— Begin Text passage —

A few later-life needs to consider could include:
- Financial planning for those with chronic or terminal illness.
- Funds to cover care needs.
- Financial abuse.
You need a dedicated financial professional who understands the costly nuances of aging and can work with you and your loved ones to develop a plan to live life with dignity and grace.
Why should a CPA help address later-life needs?
Let’s be honest: These conversations are never easy. The last thing we want to talk about is declining health or the long-term care needs of our own or a loved one.
But shying away, dodging or otherwise failing to address the logistics and finances involved with these scenarios only serves to delay the strain and stress.
You need a CPA skilled in elder financial matters who will help you consider and account for the following:
- Plan for financial security in old age.
- Give peace of mind about future plans in case of a catastrophic health event.

— End Text passage —

### [What is asked]
[1] Answer these questions using the passage on later-life financial needs:
(a) Which three later-life needs does the passage list first?
(b) What kind of CPA does the passage say you need?
(c) According to the passage, what does failing to address the logistics and finances of these scenarios do?
[2] Please carry on the passage on later-life financial needs from the point where it ends.

— Begin Extracted data —

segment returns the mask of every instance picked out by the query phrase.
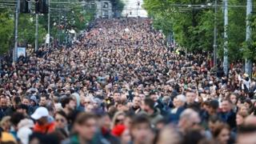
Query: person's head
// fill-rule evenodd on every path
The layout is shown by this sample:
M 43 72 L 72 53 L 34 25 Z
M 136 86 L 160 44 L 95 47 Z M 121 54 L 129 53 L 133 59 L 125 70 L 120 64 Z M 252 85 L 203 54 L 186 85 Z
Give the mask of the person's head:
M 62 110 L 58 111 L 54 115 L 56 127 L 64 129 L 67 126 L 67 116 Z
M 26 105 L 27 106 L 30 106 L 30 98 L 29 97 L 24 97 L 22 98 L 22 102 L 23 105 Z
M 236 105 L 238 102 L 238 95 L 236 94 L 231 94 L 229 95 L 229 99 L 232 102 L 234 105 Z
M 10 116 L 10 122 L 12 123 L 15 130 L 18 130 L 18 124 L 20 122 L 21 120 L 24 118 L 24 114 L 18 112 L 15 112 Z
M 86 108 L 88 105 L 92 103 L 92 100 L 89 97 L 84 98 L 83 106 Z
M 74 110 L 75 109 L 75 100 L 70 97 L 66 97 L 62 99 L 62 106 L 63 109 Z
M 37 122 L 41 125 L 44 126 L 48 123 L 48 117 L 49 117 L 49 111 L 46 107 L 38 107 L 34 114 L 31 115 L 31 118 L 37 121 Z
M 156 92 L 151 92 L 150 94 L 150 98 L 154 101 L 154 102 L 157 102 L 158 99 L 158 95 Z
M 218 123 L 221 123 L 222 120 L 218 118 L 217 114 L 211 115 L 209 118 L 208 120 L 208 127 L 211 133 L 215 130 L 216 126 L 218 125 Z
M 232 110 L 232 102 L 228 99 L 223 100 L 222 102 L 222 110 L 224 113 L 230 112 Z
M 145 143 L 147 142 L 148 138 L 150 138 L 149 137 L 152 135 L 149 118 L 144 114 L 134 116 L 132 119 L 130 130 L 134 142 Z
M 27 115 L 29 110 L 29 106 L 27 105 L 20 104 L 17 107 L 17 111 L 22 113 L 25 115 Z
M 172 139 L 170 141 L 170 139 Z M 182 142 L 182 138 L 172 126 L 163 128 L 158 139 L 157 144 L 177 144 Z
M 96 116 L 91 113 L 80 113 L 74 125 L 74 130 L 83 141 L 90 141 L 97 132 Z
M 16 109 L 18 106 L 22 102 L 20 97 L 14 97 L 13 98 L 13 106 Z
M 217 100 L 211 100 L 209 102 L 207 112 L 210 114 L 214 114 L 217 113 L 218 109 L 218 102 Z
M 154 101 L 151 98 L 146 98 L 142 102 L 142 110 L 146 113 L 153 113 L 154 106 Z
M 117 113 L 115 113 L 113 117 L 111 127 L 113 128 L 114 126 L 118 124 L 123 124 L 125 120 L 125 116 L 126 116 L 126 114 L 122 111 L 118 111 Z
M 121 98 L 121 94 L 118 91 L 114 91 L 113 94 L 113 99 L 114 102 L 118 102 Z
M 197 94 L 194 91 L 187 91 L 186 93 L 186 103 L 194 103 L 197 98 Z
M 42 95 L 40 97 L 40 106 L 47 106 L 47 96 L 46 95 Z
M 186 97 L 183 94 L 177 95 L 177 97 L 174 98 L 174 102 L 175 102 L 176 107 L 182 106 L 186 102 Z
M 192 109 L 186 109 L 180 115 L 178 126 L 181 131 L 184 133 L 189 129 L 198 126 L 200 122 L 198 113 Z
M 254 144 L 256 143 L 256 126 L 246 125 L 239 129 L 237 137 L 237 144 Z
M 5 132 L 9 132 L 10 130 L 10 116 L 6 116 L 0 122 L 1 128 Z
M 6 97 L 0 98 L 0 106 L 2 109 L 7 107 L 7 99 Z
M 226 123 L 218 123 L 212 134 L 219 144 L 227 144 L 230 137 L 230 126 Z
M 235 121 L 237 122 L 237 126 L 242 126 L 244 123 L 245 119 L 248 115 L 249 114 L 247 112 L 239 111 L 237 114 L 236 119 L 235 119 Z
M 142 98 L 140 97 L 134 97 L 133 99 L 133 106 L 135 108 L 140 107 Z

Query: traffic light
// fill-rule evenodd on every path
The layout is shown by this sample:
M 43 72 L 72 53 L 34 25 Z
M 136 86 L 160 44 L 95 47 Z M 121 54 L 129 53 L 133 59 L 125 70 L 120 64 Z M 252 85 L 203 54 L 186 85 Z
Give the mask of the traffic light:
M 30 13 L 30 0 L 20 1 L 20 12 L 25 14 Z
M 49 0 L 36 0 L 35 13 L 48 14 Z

— End Extracted data —

### [Exercise results]
[1]
(a) Financial planning for those with chronic or terminal illness, funds to cover care needs, and financial abuse.
(b) A CPA skilled in elder financial matters.
(c) It only serves to delay the strain and stress.

[2]
- Relieve stress from family members tasked with care.
Skill and counsel are imperative during these times, but you’ll also want a professional who can approach this season with empathy, care and respect. Consider these questions as you look to hire a trusted financial advisor for later-life planning:
- Does the professional consider the individual’s emotional and physical needs?
- Is the professional sensitive to mood, physical ability and cognitive skill?
Find a financial professional you can trust, not just for their savvy, but also for their sensitivity, awareness and compassion as you tread through these times.